-- AVAILABLE DATA follows --
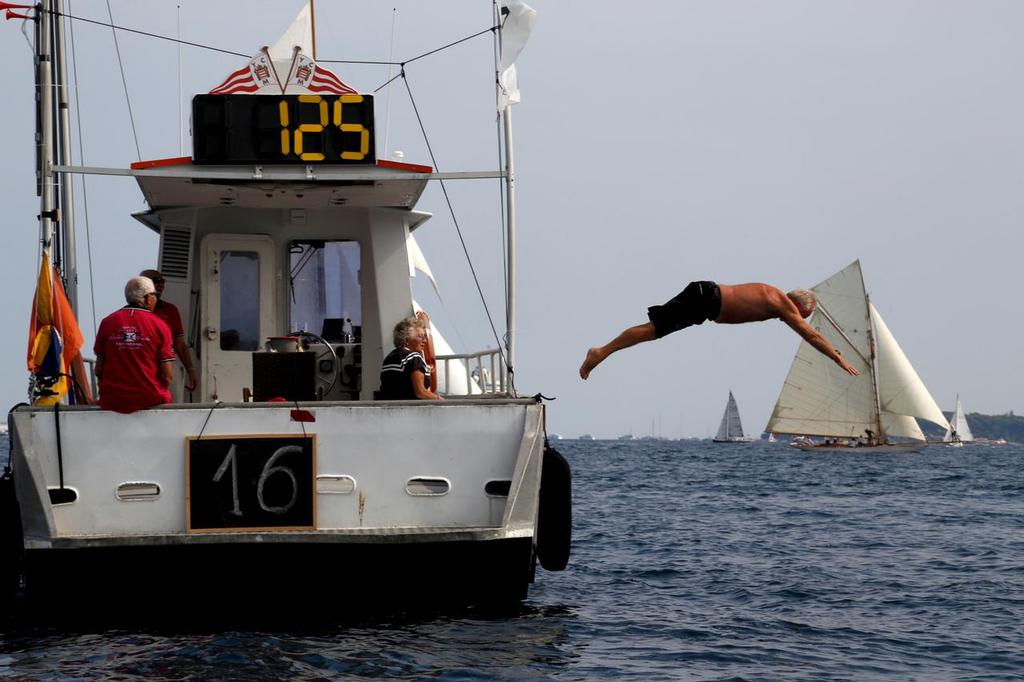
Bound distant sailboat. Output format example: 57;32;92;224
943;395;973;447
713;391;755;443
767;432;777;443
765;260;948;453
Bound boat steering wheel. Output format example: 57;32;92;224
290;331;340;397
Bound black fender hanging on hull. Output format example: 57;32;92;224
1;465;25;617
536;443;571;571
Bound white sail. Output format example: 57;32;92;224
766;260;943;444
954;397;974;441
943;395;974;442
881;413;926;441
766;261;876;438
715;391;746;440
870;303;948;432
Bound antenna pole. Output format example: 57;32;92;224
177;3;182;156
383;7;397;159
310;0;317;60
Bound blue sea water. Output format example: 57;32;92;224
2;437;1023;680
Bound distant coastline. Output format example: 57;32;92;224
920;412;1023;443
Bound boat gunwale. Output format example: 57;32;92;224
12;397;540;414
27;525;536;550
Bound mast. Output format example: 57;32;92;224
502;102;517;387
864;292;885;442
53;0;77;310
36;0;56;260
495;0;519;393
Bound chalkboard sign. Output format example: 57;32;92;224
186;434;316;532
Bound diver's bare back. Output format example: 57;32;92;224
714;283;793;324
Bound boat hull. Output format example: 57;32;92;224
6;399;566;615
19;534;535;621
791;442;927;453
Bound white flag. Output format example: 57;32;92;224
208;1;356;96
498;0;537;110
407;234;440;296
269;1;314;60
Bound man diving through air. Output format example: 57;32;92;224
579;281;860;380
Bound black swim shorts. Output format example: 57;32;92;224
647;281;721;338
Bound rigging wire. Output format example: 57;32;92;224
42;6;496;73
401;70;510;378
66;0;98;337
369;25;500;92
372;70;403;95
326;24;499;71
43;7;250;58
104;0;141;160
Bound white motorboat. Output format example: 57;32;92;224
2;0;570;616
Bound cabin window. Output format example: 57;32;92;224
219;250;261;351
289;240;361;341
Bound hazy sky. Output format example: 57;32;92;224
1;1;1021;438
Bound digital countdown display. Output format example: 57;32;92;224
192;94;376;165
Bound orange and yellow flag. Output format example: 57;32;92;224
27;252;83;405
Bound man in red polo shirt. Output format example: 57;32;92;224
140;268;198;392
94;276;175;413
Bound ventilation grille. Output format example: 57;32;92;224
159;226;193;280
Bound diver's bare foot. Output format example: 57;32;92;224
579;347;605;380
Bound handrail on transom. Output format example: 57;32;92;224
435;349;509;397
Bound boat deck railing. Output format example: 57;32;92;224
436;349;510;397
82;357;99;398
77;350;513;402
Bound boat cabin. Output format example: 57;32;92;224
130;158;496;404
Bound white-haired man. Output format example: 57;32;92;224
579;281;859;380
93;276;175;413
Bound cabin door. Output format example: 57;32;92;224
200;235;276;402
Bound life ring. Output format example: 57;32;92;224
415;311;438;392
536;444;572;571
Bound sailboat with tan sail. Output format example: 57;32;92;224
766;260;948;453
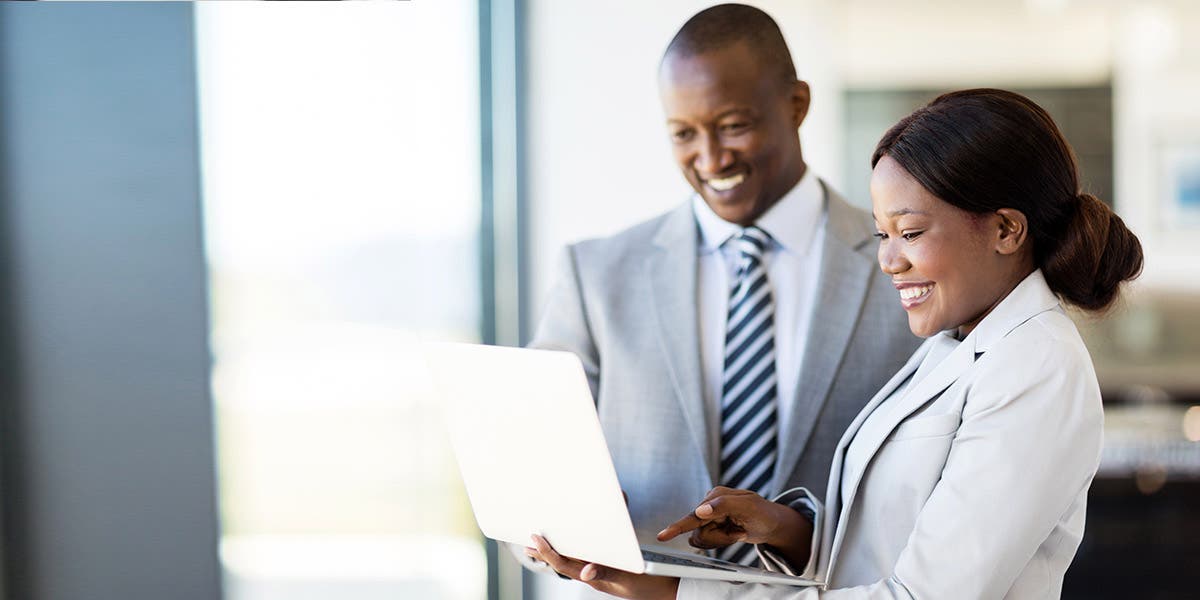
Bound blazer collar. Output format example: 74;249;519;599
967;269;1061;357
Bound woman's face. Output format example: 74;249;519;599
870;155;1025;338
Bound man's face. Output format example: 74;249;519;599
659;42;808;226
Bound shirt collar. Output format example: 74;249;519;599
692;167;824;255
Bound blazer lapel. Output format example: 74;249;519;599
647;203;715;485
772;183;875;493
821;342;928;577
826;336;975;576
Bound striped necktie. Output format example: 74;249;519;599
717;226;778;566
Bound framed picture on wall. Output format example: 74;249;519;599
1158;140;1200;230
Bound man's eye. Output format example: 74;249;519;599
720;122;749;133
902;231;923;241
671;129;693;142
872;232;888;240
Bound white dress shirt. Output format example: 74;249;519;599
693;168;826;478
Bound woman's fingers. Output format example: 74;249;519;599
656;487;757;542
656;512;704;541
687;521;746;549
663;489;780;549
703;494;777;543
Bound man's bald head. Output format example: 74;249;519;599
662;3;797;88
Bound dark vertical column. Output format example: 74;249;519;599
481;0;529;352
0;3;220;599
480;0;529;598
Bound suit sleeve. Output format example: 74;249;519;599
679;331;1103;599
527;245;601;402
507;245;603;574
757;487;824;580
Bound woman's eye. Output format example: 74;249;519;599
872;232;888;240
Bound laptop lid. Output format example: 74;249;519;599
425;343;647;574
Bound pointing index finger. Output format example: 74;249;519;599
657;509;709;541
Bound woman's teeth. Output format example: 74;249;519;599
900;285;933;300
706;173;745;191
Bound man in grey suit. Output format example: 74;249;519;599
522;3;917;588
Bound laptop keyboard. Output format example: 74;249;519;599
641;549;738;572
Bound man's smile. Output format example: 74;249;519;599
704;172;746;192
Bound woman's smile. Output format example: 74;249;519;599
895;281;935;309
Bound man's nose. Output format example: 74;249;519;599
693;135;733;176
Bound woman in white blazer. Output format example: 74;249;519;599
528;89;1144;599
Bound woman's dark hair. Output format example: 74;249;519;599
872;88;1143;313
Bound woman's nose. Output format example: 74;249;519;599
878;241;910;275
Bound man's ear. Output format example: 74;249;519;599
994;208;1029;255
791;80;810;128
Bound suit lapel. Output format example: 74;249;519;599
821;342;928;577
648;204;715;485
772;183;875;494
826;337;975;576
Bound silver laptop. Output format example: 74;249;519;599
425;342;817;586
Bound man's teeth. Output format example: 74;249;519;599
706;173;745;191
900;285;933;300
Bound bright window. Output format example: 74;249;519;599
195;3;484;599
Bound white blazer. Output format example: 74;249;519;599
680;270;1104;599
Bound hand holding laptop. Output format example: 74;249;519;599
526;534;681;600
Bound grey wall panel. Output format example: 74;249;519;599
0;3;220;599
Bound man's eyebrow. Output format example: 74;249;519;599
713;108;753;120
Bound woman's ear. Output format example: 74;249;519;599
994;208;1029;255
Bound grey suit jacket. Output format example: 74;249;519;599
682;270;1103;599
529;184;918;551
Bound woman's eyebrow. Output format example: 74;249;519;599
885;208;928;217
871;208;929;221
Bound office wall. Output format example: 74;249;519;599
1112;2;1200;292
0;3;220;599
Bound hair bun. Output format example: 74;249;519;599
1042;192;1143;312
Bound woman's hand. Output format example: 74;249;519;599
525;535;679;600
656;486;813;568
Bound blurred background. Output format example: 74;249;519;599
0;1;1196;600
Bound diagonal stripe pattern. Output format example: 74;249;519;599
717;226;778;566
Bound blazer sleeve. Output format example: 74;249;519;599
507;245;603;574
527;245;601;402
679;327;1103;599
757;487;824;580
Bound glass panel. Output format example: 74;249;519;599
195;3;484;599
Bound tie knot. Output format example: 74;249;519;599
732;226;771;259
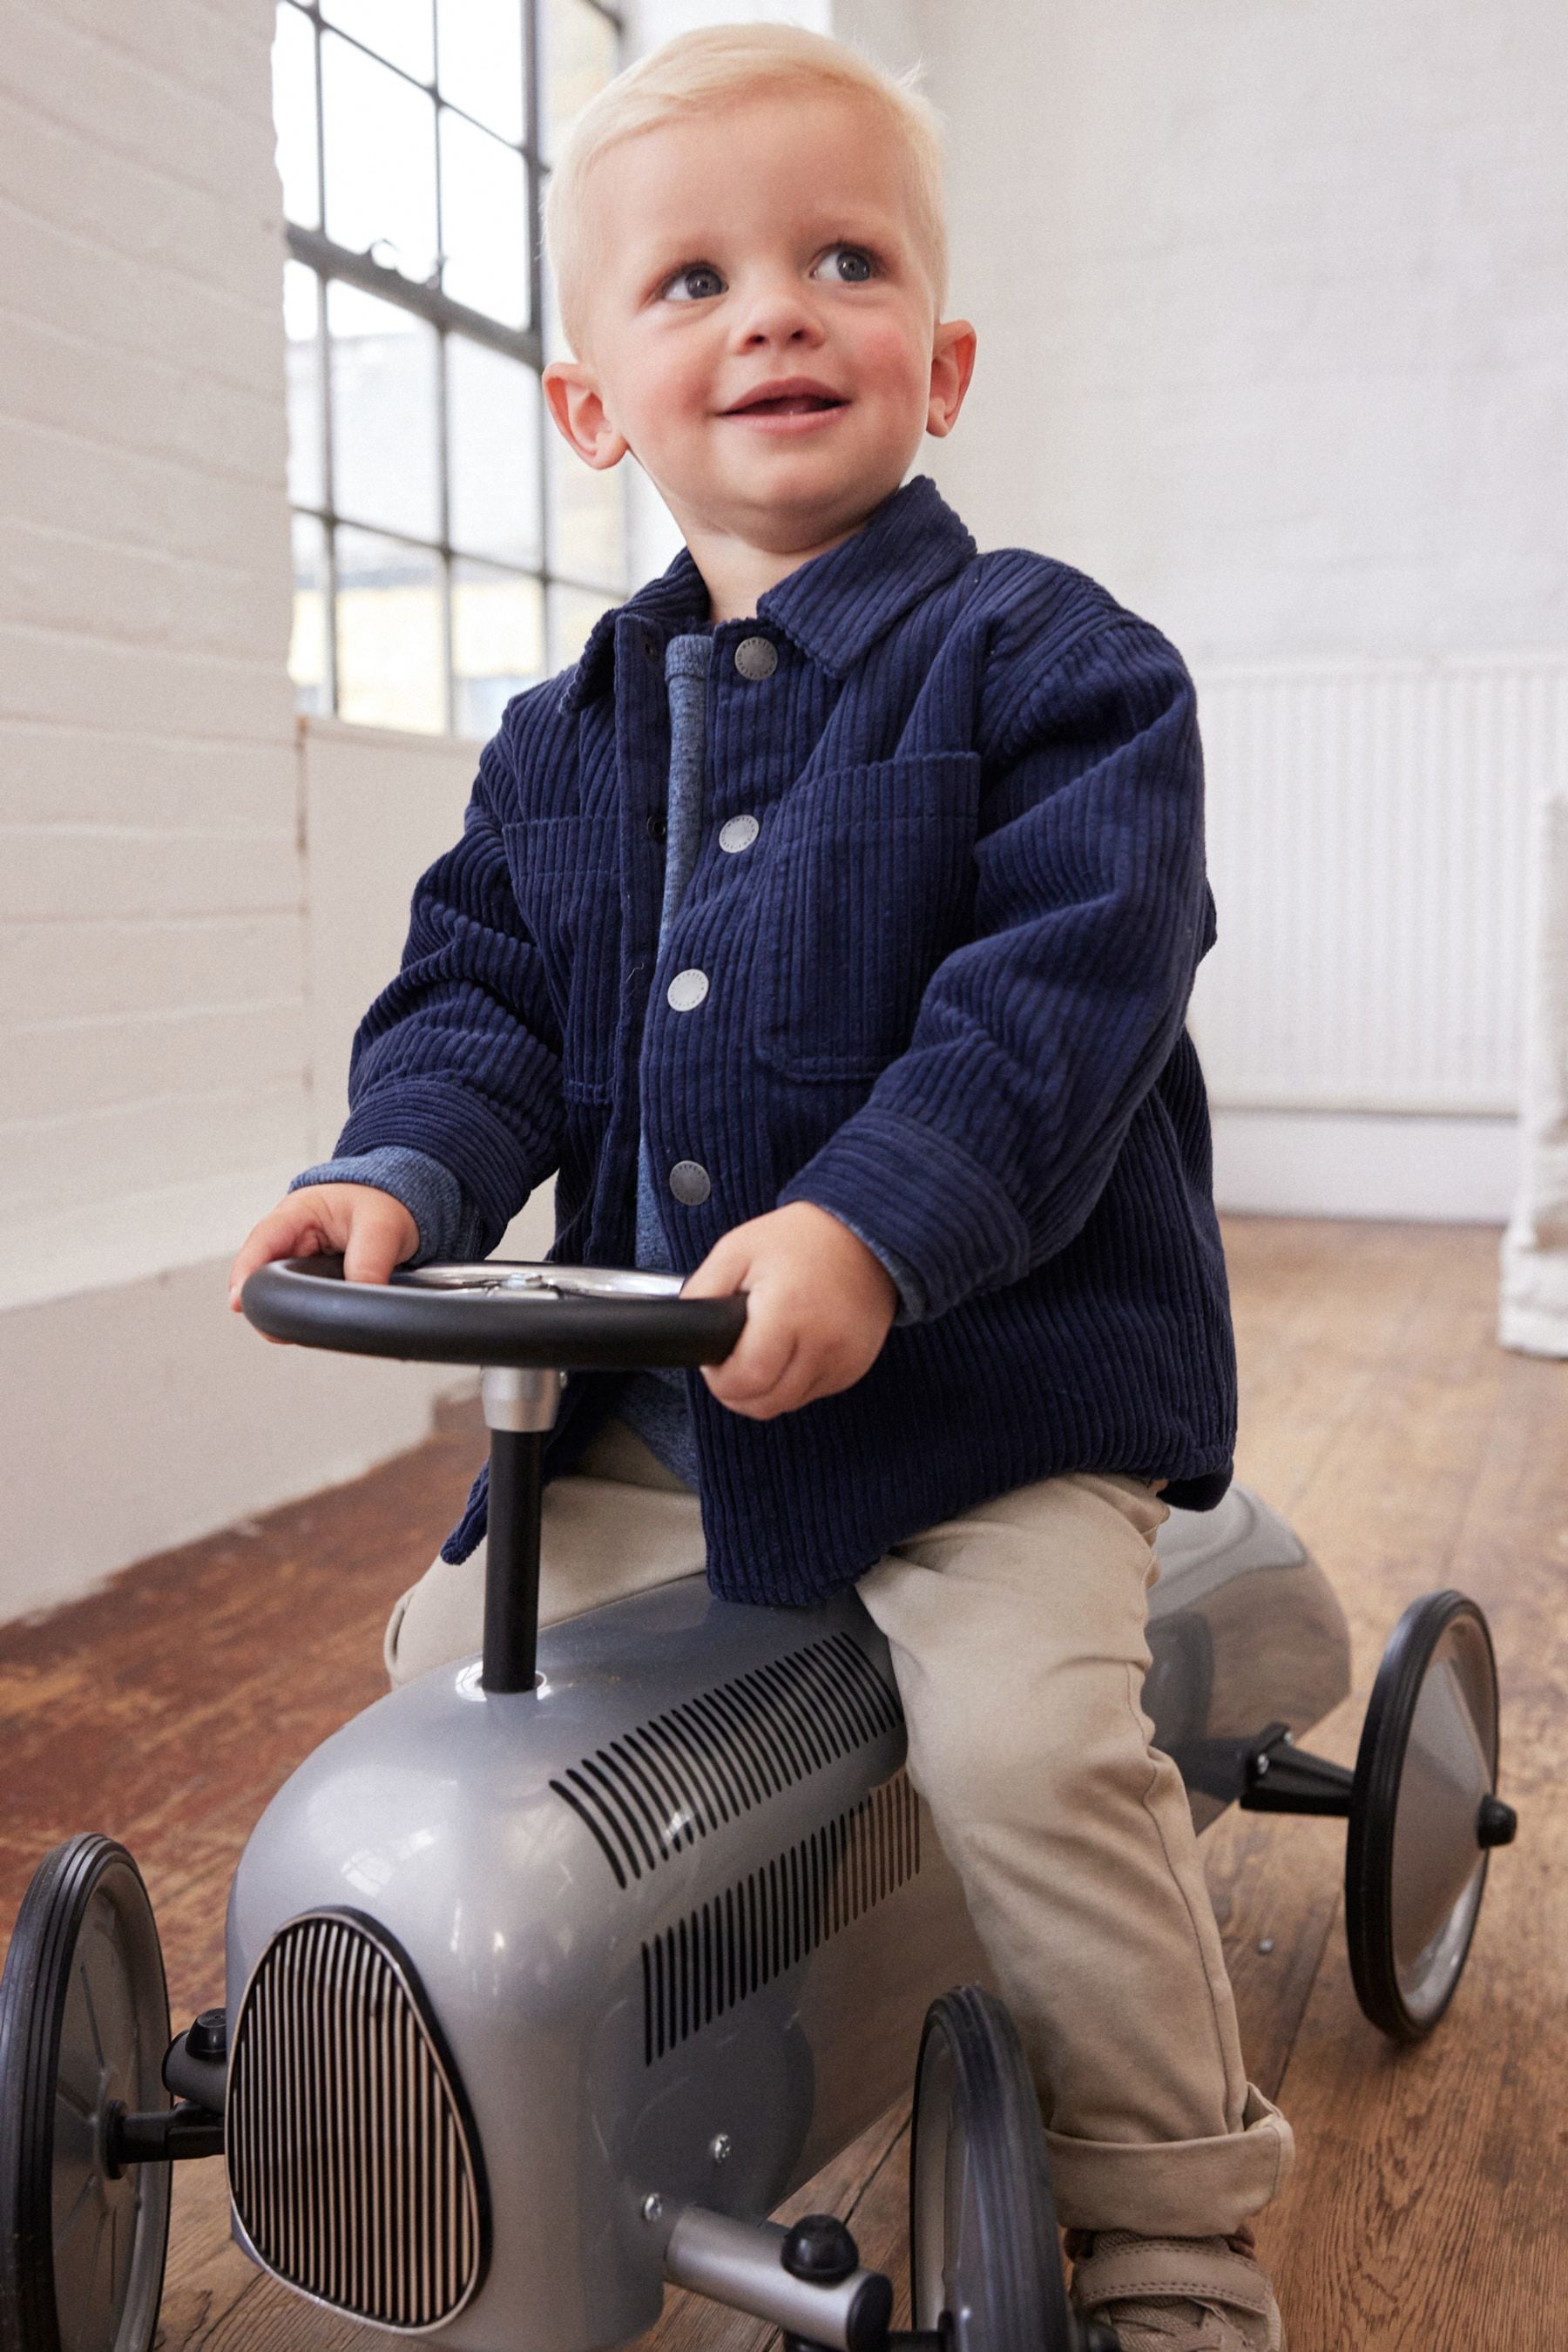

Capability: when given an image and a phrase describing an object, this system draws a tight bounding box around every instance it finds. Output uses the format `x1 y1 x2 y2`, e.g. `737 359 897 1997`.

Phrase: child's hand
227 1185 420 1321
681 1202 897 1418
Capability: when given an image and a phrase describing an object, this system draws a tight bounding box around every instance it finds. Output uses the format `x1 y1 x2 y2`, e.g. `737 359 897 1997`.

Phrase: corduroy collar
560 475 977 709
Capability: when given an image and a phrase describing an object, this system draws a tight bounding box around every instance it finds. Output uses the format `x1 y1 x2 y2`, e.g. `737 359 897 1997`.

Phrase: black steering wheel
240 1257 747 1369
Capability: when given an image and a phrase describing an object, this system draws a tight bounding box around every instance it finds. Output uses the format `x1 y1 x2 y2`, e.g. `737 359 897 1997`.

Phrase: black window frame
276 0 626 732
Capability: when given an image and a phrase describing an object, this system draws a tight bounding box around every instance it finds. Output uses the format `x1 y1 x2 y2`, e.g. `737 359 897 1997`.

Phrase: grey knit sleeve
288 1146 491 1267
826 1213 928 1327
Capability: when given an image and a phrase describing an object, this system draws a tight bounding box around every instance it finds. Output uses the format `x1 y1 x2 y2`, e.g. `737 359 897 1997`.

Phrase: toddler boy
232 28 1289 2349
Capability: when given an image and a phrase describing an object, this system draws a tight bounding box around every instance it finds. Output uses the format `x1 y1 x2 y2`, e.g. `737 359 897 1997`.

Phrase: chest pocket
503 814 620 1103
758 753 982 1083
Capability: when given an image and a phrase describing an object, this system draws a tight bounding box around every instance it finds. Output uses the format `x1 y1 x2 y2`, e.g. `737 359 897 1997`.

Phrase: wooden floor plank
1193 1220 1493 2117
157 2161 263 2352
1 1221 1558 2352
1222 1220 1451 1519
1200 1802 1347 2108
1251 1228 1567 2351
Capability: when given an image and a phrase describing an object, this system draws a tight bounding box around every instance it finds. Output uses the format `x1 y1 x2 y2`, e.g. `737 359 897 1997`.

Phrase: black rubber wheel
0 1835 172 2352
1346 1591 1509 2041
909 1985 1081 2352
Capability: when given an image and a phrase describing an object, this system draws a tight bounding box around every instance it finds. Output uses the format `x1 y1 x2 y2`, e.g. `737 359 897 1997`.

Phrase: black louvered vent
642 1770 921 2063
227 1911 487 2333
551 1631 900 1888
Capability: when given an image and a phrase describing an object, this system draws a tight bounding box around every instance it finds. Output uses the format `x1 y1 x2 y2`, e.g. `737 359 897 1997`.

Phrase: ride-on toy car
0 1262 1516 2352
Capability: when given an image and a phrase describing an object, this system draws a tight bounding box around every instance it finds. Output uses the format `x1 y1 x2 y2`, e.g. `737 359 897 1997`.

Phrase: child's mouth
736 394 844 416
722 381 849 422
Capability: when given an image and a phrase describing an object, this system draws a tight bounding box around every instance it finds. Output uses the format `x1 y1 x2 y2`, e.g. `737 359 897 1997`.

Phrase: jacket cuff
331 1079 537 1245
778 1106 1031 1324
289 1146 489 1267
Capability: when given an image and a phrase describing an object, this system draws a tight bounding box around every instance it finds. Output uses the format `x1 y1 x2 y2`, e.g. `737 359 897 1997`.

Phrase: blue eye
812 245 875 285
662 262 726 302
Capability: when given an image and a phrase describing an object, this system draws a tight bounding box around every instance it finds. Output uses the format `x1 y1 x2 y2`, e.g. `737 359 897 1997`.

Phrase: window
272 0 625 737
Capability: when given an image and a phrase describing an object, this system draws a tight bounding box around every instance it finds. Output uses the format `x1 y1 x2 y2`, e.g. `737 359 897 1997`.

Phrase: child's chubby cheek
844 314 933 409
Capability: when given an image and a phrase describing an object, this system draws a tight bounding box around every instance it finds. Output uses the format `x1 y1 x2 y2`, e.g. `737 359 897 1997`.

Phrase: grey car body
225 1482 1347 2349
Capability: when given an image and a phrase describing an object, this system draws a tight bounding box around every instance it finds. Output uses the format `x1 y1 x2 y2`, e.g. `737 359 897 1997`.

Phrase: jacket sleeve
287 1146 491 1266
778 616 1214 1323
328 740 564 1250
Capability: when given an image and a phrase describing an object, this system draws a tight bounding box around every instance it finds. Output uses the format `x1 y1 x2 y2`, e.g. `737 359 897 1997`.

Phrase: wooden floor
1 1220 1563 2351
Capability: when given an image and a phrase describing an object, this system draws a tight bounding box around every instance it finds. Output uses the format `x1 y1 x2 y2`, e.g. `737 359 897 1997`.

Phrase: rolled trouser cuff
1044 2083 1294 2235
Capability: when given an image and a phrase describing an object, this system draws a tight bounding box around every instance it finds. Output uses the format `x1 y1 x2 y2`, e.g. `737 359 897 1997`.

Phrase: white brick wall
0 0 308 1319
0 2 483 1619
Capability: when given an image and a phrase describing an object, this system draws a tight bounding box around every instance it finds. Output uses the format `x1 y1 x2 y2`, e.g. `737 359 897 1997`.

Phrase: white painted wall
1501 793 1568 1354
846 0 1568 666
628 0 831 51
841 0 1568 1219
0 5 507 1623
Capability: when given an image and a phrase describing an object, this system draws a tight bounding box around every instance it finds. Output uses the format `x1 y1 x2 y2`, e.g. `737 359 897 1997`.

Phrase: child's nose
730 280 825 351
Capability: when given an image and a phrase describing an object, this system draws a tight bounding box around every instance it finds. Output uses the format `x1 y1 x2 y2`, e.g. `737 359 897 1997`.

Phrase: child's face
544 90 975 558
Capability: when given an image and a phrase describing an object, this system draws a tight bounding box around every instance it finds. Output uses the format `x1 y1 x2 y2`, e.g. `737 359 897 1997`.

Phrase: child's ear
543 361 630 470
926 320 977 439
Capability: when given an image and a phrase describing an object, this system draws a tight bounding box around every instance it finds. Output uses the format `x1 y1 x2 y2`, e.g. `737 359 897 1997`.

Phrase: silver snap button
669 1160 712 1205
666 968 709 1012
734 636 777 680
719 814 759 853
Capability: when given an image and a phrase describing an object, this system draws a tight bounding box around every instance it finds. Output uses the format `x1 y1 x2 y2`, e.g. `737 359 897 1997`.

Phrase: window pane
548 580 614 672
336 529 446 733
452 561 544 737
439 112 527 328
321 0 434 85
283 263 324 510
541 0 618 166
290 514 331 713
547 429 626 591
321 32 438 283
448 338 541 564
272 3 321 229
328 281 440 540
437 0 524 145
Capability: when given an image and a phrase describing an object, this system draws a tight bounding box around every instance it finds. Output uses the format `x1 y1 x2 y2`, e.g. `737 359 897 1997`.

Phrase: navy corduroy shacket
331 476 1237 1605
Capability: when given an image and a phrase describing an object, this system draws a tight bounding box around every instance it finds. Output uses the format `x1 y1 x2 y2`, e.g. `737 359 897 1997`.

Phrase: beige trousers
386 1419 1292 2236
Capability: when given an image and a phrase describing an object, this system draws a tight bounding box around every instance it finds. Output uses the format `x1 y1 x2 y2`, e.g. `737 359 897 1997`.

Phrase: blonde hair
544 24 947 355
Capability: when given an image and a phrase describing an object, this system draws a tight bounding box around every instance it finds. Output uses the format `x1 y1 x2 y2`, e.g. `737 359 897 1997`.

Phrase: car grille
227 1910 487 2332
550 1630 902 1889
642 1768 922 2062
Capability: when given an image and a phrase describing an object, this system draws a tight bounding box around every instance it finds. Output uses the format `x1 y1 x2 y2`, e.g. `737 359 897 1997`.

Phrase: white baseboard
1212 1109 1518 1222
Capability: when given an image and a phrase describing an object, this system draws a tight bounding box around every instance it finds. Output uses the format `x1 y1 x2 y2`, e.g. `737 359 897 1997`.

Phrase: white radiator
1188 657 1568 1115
-- AVAILABLE DATA concluded --
WHAT IS BEING ASKED -
Take every line from the one containing "Phrase: car grille" to the end of the listing and output it exactly, with nothing else.

RESPONSE AREA -
Phrase: car grille
227 1910 487 2332
550 1630 902 1889
642 1768 922 2062
Capability: when given an image and a phrase describing an object, this system draws a tight bounding box around every instance it finds. Output uses the format `x1 y1 x2 y2`, e.g. `737 359 897 1997`.

Phrase: white baseboard
1212 1109 1518 1222
Capability: when given an image and a phrase describing an object, this system draws a tight bounding box around every instance it finds. Output uses the format `x1 y1 x2 y2`, e.g. `737 359 897 1997`.

Phrase: white radiator
1188 657 1568 1115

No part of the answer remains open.